◆ QUESTIONS ◆
1 – In the passage on modeling random heterogeneous materials by Wang tilings, what is named as the main deficiency of compression algorithms?
2 – Carry on the passage about modeling random heterogeneous materials by Wang tilings, starting after its last sentence.

◆ DOCUMENT PASSAGE ◆
################

Modeling Random Heterogeneous Materials by Wang Tilings

Microstructure generation algorithms have become an irreplaceable tool to study the overall behavior of heterogeneous media. In general, they can be classified as reconstruction and compression- based. The goal of the first class of the methods is to reproduce a microstructure corresponding to a given set of statistical descriptors. The objective of the compression algorithms is to replace the original (complex) microstructure with a simpler object, a statistically equivalent unit cell, which approximates the original media with a reasonable accuracy. Here, the terms 'statistically equivalent' refers to the fact that the error induced by the approximation is quantified by the same statistical descriptors as in the first case.

Compression algorithms are particularly useful in multi-scale homogenization schemes, as they allow capturing the most dominant microstructure features at a feasible computational cost. Their main deficiency, however, remains in the selection of suitable conditions at the cell boundary. The usually adopted assumption of periodicity is known to highly influence the overall response, particularly for the problems characterized by localized fields.

In the present contribution, we discuss as yet another approach to microstructural compression, inspired by successful applications of Wang tiles in computer graphics and game industry. Wang tiles are square cells with distinct codes at their edges, that are not allowed to rotate when tiling is performed.

################

◆ DATA SUPPLIED ◆
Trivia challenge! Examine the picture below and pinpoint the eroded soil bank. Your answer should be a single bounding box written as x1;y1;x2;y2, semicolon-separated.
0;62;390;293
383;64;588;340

################

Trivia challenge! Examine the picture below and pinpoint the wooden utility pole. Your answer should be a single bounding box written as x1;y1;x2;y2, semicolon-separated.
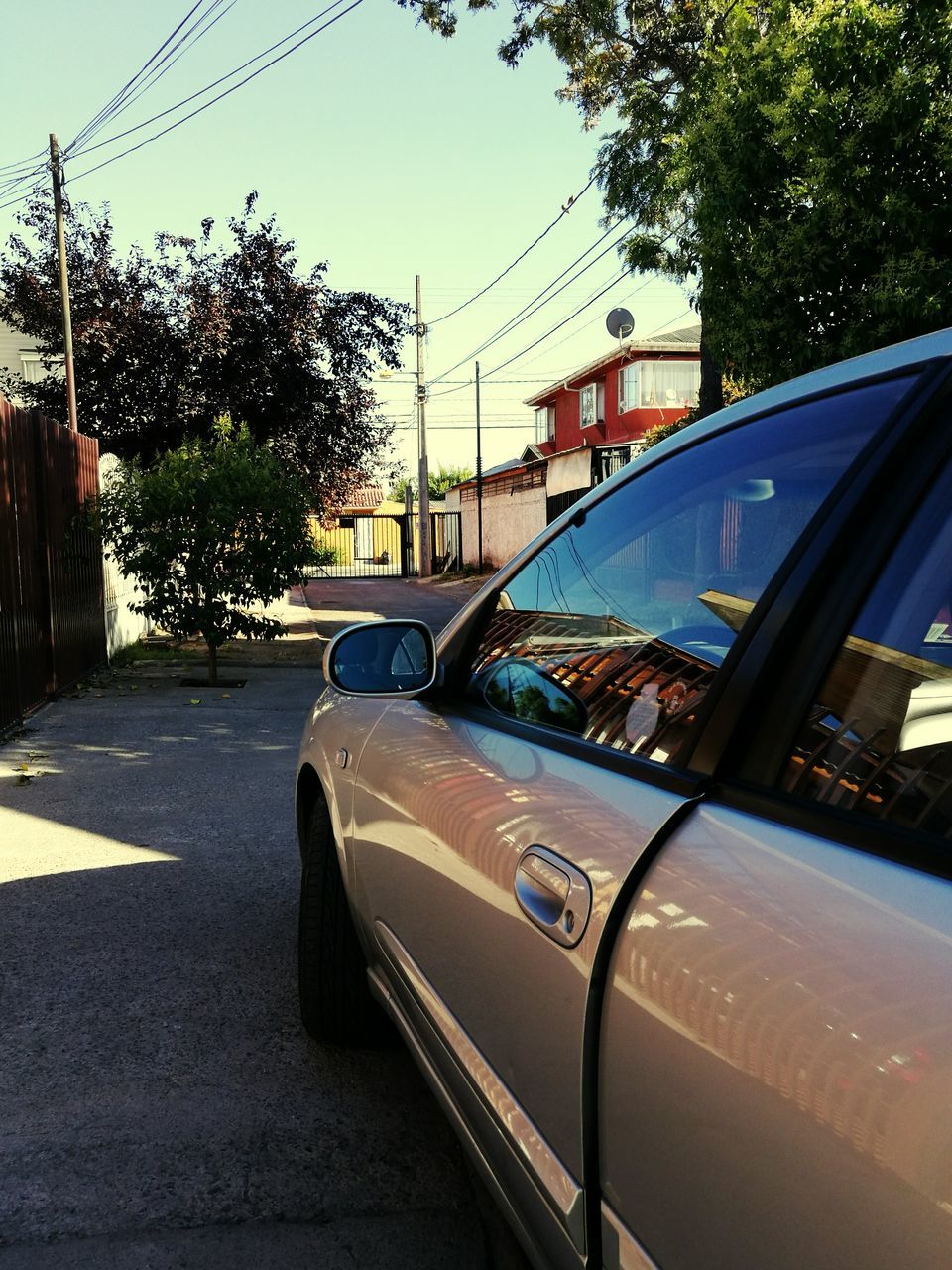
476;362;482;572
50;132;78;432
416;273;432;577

################

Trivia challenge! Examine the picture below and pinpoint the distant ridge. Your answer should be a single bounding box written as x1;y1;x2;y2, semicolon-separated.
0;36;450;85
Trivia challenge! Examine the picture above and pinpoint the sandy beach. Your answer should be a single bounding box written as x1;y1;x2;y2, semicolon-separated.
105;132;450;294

################

◆ ANSWERS BELOW ◆
1 – The selection of suitable conditions at the cell boundary.

2 –
In this framework, we represent the microstructure by a square tile with edges marked by particular code, and the corresponding tile set created by permutation of the codes in all possible directions. On the basis of this representation, the complete microstructure can be generated by randomly gathering compatible members (compatibility on a contiguous edge codes).

The potential of this methodology is illustrated by compression of an artificial microstructure, corresponding to an equilibrium distribution of approximately 10,000 impenetrable equi-sized discs. The parameters of the compressed representation are the number and positions of disc centers in the reference unit cell and the set tiles, respectively. These are found by minimizing the difference between the one- and the two-point probability functions. We shall demonstrate that the non-periodic set provides substantially better approximation to the original structure, and removes to a great extent artificial regularities of its periodic counterpart.

We refer interested readers to [1] and [2] for additional details.